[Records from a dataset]

----

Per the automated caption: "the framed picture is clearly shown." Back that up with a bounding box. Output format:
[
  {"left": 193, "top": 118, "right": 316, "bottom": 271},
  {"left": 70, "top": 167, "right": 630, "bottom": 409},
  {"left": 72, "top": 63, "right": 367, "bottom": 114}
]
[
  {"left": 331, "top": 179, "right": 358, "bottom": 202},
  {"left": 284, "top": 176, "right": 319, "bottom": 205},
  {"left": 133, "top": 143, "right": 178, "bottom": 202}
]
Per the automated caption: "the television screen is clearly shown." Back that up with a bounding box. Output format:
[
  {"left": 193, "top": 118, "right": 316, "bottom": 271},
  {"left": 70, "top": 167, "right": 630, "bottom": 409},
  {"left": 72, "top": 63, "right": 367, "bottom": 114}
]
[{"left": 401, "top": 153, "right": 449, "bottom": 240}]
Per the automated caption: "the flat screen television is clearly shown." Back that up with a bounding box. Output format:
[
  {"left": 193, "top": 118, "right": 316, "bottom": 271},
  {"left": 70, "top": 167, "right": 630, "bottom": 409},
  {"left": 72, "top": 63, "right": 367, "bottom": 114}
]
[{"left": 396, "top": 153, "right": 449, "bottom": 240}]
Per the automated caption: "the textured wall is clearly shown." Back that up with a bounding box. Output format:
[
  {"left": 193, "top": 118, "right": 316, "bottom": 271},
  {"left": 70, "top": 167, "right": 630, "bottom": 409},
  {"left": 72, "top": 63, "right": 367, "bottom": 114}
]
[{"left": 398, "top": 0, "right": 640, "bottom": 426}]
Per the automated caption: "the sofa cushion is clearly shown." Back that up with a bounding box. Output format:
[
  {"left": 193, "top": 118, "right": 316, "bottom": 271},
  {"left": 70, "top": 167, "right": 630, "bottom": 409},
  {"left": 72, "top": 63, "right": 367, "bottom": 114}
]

----

EXERCISE PROMPT. Turn every line of the records above into a numbered list, leaving out any blank lines.

SOLUTION.
1. Per the automated caption: "the framed picture is clearly shown." Back that up with a bounding box. Output format:
2. [
3.   {"left": 193, "top": 118, "right": 316, "bottom": 271},
4.   {"left": 70, "top": 167, "right": 630, "bottom": 409},
5.   {"left": 72, "top": 63, "right": 367, "bottom": 114}
6. ]
7. [
8.   {"left": 331, "top": 179, "right": 358, "bottom": 202},
9.   {"left": 284, "top": 176, "right": 319, "bottom": 205},
10.   {"left": 133, "top": 143, "right": 178, "bottom": 202}
11. ]
12. Per the automated caption: "the television screen is clearly shown." Back that up with a bounding box. Output format:
13. [
14.   {"left": 193, "top": 118, "right": 316, "bottom": 271},
15.   {"left": 70, "top": 167, "right": 630, "bottom": 409},
16.   {"left": 72, "top": 63, "right": 367, "bottom": 114}
17. ]
18. [{"left": 401, "top": 153, "right": 449, "bottom": 240}]
19. Per the automated caption: "the flat screen television is clearly shown." Back that up with a bounding box. Output format:
20. [
21.   {"left": 193, "top": 118, "right": 316, "bottom": 271},
22.   {"left": 70, "top": 167, "right": 630, "bottom": 409},
23.   {"left": 72, "top": 63, "right": 367, "bottom": 114}
24. ]
25. [{"left": 396, "top": 153, "right": 449, "bottom": 240}]
26. Per the automated caption: "the textured wall is clearly shown." Back that up with a bounding box. Output format:
27. [
28.   {"left": 193, "top": 118, "right": 316, "bottom": 271},
29.   {"left": 70, "top": 167, "right": 630, "bottom": 409},
30.   {"left": 72, "top": 63, "right": 367, "bottom": 114}
31. ]
32. [{"left": 398, "top": 0, "right": 640, "bottom": 426}]
33. Per the automated caption: "the sofa cushion is clearly shown." Back that up with a bounding box. Output format:
34. [
35.   {"left": 193, "top": 118, "right": 316, "bottom": 271},
36.   {"left": 70, "top": 167, "right": 630, "bottom": 409},
37.   {"left": 72, "top": 63, "right": 367, "bottom": 114}
38. ]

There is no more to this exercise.